▶ _DOCUMENT SEGMENT_
FOR PUBLICATION
UNITED STATES COURT OF APPEALS
FOR THE NINTH CIRCUIT
UNITED STATES OF AMERICA, No. 18-10070
Plaintiff-Appellee,
D.C. No.
v. 4:16-cr-00478-
JGZ-LAB-19
JESSICA BRIDGET SOTO,
Defendant-Appellant. OPINION
Appeal from the United States District Court
for the District of Arizona
Jennifer G. Zipps, District Judge, Presiding
Submitted December 17, 2018 *
San Francisco, California
Filed February 8, 2019
Before: Ronald Lee Gilman, ** Richard A. Paez,
and John B. Owens, Circuit Judges.
Opinion by Judge Gilman
*
The panel unanimously concludes this case is suitable for decision
without oral argument. See Fed. R. App. P. 34(a)(2).
**
The Honorable Ronald Lee Gilman, United States Circuit Judge
for the U.S. Court of Appeals for the Sixth Circuit, sitting by designation.
2 UNITED STATES V. SOTO
SUMMARY ***
Criminal Law
The panel affirmed the district court’s forfeiture order in
a case in which the defendant pleaded guilty to one count of
attempting to export ammunition from the United States, in
violation of 18 U.S.C. § 554, and one count of conspiracy to
export firearms and ammunition, in violation of 18 U.S.C.
§ 371.
The panel rejected the defendant’s argument that
forfeiture is unavailable in this case because §§ 371 and
554(a) are not expressly mentioned in the federal forfeiture
statute. The panel held that the district court did not err in
ordering forfeiture because 18 U.S.C. § 924(d)(1) authorizes
forfeiture of firearms and ammunition involved in a federal
crime.

▶ _GIVEN PROBLEM A_
Write out the court opinion from "2 UNITED STATES" to "in violation of 18 U.S.C.".
▶ _GIVEN PROBLEM B_
Answer these questions using the court opinion:
(i) Which district court heard the case before this appeal?
(ii) Which judge wrote the opinion?
(iii) Which statute did the panel hold authorizes forfeiture of firearms and ammunition involved in a federal crime?

[Location identification items]
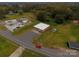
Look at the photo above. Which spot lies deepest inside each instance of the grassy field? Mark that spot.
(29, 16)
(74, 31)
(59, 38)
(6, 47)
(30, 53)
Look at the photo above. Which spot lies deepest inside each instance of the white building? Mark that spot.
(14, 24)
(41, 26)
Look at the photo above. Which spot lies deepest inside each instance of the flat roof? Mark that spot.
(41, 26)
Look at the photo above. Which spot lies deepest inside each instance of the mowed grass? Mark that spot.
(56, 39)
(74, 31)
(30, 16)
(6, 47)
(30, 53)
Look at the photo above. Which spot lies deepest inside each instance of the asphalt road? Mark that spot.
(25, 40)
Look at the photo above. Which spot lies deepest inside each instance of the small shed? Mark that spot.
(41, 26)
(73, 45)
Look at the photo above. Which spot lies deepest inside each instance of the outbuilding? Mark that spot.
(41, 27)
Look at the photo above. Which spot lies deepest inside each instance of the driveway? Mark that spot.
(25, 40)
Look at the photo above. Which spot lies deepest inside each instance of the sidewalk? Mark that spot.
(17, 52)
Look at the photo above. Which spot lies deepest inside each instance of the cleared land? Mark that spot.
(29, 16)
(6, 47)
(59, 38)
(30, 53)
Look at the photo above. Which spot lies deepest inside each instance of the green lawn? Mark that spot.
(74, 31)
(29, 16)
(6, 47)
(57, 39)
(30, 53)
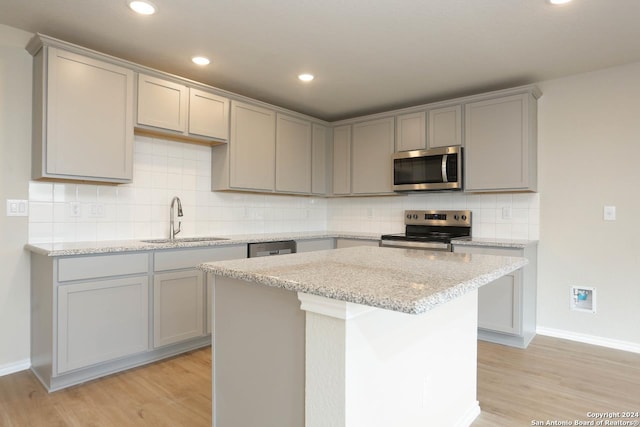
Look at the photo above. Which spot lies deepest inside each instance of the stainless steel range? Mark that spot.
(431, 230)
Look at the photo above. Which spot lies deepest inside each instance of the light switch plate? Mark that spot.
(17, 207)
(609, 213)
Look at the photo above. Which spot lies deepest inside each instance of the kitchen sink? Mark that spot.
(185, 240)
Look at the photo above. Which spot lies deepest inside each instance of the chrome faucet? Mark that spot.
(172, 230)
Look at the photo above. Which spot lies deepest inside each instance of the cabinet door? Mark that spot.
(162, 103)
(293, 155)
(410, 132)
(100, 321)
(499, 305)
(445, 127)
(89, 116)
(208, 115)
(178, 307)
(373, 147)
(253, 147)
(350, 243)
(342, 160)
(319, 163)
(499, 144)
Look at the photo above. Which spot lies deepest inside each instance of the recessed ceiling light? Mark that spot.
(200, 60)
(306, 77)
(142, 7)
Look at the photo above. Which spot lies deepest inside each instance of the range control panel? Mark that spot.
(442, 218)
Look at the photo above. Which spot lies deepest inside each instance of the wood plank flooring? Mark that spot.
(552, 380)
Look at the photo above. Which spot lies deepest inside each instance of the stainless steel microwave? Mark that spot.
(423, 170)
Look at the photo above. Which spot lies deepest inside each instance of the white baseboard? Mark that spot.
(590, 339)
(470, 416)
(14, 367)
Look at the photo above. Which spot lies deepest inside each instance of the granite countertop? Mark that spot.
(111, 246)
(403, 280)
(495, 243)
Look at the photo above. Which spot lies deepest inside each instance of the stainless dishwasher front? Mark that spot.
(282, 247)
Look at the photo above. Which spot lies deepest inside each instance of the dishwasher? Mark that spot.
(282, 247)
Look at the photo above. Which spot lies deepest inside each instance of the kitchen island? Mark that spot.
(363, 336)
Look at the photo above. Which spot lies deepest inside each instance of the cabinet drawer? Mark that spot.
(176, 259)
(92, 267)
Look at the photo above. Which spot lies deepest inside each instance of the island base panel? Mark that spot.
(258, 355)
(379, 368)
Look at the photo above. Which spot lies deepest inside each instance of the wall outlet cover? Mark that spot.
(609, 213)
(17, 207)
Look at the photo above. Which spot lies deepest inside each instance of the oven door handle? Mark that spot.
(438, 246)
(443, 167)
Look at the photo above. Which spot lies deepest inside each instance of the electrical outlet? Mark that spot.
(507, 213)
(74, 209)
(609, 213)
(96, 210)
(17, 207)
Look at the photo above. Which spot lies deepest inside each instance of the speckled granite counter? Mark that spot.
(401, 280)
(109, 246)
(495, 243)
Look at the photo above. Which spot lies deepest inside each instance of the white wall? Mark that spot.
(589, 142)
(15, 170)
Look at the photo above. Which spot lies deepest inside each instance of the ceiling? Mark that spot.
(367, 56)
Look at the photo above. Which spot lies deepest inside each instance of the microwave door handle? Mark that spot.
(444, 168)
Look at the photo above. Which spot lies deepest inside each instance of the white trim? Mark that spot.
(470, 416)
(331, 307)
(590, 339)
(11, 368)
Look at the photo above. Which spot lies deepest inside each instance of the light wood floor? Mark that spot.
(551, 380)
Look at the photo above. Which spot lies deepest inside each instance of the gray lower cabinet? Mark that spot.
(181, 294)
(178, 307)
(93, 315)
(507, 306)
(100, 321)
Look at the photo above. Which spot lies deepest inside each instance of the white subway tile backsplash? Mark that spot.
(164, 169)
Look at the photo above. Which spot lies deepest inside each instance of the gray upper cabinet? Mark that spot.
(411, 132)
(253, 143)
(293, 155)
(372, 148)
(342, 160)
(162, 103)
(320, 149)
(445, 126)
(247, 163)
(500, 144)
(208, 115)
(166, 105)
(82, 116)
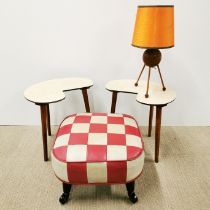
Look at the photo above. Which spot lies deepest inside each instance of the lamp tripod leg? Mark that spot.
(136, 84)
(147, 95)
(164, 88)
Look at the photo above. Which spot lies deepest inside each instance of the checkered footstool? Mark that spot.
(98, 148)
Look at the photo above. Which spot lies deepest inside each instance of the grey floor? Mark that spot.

▶ _RIGHT ANSWER A_
2 UNITED STATES V. SOTO
SUMMARY ***
Criminal Law
The panel affirmed the district court’s forfeiture order in
a case in which the defendant pleaded guilty to one count of
attempting to export ammunition from the United States, in
violation of 18 U.S.C. § 554, and one count of conspiracy to
export firearms and ammunition, in violation of 18 U.S.C.

▶ _RIGHT ANSWER B_
(i) The United States District Court for the District of Arizona
(ii) Judge Gilman
(iii) 18 U.S.C. § 924(d)(1)